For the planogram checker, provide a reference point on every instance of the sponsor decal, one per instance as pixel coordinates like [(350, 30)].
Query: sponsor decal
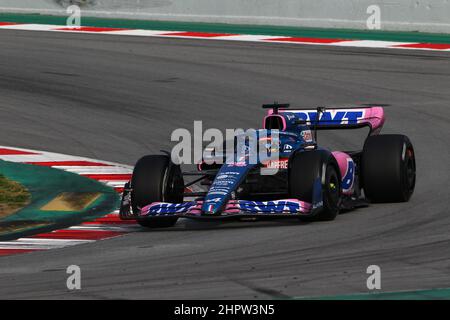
[(307, 135), (287, 148), (162, 208), (333, 117), (237, 164), (276, 206), (282, 163)]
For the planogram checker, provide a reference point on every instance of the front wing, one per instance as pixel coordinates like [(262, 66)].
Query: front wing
[(233, 208)]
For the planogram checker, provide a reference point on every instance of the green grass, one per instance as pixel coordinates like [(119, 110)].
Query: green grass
[(12, 196), (232, 28)]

▸ **Goal**: Rewrite all of the data above, swapping every "reference point" for "anchor point" and keeping everything else as it was. Leave the pictures out.

▸ **Task result**:
For the planogram checker, provide a anchor point on every instance of the sponsor decal, one per instance as pixel coordinates like [(350, 30)].
Query: sponsor decal
[(307, 135), (287, 148), (162, 208), (333, 117), (237, 164), (276, 206), (282, 163)]
For the planogram checker, provide a anchor point on every instance of the front wing, one per instance as pixel coordinates like [(262, 66)].
Query: front wing
[(233, 208)]
For the planogram checker, provide a anchor point on every instance of the green grass, one per instance as pixel coordinates like [(119, 110)].
Query: green grass
[(12, 196), (232, 28)]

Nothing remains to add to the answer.